Passage for review:
To address the baseload question. Baseload for a period is the level below which demand doesn't drop. Baseload isn't a relevant figure if you're running a power network. The job of a grid operator is to make sure supply matches demand from second to second. What happens is that the grid operator uses the cheapest marginal electricity first, which is always renewables, then if there's still a gap it's filled with power from a gas power station. That gap is continuously varying, and gas power is needed because it can continuously vary in response. The point is that baseload isn't a relevant concept in balancing the grid, it's all about matching supply with demand.
Ok but we need a grid without natural gas if we're going to fix climate change. Baseload is a relevant figure if we're designing that new grid. Grid-scale multi-day battery storage is expensive, and possibly even infeasible, so we might be best off using nuclear for baseload, with renewables and battery balancing on top of that.

Dataset records:

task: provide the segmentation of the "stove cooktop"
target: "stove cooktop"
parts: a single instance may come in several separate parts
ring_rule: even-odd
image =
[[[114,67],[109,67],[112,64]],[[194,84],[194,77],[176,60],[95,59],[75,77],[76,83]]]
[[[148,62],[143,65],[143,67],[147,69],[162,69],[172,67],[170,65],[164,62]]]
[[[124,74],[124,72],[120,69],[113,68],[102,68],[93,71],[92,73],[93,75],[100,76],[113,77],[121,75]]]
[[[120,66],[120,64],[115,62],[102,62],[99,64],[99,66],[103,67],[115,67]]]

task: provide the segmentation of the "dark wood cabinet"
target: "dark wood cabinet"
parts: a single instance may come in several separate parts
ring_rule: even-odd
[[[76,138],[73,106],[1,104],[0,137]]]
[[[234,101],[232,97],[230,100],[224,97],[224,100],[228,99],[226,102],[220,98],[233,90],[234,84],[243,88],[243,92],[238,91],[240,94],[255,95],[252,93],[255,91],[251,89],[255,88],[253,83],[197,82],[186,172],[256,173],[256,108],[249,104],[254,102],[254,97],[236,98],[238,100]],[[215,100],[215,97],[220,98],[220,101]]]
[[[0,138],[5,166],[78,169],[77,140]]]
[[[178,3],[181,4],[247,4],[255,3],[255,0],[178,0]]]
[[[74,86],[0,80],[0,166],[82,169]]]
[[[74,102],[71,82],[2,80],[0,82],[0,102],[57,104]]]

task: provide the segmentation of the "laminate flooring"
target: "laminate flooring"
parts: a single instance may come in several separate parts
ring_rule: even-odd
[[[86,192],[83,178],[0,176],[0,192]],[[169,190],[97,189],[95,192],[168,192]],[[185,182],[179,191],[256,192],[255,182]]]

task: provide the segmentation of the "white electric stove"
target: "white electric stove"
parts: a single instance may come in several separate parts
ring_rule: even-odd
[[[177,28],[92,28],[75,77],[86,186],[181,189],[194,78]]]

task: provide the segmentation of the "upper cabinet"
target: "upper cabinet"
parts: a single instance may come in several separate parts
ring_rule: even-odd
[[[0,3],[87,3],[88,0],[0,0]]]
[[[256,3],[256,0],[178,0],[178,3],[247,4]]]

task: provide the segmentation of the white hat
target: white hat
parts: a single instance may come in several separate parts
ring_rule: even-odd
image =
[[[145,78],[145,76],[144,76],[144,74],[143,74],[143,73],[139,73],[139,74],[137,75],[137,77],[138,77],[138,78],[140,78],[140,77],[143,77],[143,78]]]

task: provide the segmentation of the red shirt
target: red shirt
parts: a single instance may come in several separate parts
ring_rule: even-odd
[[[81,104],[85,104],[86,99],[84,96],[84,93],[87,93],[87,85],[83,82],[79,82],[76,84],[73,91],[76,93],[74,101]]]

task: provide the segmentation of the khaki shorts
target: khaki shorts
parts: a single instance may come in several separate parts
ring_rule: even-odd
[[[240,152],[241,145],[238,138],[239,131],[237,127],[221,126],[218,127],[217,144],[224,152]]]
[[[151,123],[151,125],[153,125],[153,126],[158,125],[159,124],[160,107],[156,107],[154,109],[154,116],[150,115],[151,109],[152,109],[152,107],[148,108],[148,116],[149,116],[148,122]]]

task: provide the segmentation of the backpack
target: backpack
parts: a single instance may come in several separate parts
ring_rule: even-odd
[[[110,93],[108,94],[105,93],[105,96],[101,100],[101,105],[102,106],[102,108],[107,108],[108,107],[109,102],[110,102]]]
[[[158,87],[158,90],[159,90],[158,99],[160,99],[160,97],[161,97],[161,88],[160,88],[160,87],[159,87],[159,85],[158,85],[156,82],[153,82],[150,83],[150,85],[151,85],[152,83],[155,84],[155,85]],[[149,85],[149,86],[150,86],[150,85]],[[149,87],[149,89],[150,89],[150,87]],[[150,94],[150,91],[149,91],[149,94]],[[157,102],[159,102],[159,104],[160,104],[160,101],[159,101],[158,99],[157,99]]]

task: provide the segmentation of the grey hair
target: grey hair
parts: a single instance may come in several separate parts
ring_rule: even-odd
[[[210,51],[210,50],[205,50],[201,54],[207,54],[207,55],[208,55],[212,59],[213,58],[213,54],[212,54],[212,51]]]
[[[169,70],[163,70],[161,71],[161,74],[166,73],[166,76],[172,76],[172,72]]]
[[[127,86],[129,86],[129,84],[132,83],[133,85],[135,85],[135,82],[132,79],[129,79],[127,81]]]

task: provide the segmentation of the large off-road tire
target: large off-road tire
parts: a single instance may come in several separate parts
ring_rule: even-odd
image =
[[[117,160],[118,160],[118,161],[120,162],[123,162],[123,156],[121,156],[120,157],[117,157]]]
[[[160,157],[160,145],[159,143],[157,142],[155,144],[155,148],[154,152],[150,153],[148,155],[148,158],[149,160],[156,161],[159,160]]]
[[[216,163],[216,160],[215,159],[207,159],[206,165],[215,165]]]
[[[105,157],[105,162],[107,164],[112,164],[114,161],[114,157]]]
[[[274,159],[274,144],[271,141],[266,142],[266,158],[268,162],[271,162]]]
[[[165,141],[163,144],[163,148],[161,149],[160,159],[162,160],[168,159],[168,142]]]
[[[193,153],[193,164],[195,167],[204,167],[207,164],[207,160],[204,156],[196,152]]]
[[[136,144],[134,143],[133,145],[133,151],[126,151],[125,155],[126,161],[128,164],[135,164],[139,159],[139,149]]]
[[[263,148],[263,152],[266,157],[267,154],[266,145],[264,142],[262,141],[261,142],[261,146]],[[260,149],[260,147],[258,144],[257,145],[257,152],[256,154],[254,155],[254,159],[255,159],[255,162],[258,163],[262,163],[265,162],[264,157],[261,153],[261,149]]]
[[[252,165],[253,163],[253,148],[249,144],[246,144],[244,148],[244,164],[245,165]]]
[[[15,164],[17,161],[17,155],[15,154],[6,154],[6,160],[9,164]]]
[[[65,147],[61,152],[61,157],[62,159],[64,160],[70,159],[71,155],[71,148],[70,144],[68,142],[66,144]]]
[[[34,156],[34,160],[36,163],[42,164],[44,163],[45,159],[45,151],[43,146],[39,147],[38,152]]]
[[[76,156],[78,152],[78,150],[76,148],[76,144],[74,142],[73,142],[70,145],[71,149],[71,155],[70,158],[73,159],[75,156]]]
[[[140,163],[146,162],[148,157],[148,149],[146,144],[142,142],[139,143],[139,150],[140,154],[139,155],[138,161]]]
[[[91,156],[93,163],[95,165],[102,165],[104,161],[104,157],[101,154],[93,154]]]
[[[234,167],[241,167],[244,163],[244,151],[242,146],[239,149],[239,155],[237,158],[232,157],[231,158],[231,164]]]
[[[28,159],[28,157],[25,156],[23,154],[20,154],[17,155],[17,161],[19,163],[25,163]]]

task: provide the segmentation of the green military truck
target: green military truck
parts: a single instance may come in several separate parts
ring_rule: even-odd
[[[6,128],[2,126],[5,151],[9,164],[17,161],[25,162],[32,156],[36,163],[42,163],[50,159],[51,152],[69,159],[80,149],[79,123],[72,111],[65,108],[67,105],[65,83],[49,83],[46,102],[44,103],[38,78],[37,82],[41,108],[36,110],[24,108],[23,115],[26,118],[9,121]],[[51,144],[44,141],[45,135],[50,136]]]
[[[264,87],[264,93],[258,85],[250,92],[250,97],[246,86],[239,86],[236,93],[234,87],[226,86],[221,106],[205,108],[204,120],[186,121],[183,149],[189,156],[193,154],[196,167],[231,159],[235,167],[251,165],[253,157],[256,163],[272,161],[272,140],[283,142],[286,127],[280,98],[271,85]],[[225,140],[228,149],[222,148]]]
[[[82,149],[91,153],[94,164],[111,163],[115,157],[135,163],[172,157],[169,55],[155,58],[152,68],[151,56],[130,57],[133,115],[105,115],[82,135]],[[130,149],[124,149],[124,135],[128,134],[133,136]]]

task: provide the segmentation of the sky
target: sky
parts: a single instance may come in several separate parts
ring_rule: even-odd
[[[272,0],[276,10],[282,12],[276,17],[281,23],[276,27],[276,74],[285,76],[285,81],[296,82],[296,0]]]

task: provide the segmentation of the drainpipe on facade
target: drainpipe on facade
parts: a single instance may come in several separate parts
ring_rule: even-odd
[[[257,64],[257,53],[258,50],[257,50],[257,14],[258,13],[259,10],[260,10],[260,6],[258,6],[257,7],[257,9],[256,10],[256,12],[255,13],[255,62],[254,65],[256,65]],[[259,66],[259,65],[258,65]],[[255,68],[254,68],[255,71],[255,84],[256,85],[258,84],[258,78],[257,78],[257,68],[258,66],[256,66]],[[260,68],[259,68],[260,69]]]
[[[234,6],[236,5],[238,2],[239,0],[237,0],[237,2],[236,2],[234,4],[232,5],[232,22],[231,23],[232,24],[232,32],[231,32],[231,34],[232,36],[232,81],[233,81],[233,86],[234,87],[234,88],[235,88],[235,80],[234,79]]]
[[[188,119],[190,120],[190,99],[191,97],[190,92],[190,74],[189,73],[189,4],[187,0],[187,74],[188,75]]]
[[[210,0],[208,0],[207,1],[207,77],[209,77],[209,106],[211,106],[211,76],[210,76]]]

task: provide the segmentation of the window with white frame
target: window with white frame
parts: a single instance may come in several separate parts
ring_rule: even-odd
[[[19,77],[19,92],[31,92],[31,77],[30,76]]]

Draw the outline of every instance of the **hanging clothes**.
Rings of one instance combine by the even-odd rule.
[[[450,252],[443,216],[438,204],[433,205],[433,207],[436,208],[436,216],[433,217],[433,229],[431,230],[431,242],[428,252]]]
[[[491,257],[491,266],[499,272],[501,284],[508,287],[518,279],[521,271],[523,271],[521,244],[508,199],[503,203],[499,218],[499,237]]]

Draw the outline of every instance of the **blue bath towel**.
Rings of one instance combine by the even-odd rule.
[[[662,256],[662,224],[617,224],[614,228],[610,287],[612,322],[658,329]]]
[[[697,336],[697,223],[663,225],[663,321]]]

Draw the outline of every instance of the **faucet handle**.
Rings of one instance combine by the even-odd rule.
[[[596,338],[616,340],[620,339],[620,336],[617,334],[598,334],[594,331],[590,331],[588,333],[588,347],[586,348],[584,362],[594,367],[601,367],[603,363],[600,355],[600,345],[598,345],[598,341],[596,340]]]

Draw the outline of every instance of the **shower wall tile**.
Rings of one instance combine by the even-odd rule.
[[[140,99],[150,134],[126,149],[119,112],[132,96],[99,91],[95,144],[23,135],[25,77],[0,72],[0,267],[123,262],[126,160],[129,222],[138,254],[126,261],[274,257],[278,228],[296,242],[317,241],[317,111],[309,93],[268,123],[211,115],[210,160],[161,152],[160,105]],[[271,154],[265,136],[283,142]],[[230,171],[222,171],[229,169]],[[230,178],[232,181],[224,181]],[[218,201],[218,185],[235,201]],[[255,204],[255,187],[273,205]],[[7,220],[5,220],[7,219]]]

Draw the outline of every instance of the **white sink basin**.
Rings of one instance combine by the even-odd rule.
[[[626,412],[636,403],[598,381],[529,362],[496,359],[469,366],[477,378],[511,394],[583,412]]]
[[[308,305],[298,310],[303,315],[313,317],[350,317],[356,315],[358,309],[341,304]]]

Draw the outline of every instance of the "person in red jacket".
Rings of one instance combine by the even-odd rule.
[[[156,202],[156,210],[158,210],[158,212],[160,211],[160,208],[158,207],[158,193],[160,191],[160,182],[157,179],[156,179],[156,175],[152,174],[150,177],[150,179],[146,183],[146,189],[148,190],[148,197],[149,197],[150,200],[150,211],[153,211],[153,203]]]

Activities:
**A)** In the baseload discussion, what is the definition of baseload for a period?
**B)** Return the part of the baseload discussion from "Ok but we need" up to and including "top of that.".
**C)** Resume the forum discussion about grid baseload after its final sentence.

Exercise responses:
**A)** The level below which demand doesn't drop.

**B)**
Ok but we need a grid without natural gas if we're going to fix climate change. Baseload is a relevant figure if we're designing that new grid. Grid-scale multi-day battery storage is expensive, and possibly even infeasible, so we might be best off using nuclear for baseload, with renewables and battery balancing on top of that.

**C)**
To take the USA for example, it'll play out like this. As more and more renewables are built there will be periods where the amount of renewable electricity will exceed demand. During these periods, electricity will be very cheap and will be used to create hydrogen. The existing natural gas storage and pipework will be used for hydrogen instead, and hydrogen turbines / fuel cells will be built. So the natural gas infrastructure will be taken over by hydrogen, generated from renewable electricity. This gradual takeover will extend to heating. Natural gas boilers in homes / buildings will be converted to hydrogen, and so in the end the USA will end up with zero carbon emissions for electricity and heating.
Sounds good, but has anyone done this in production anywhere, and if so, what did it cost?
Hydrogen has a habit of leaking through anything and embrittling metals, so it may not be a trivial task. According to the Dept. of Energy, converting pipelines to carry pure hydrogen will require "substantial modification."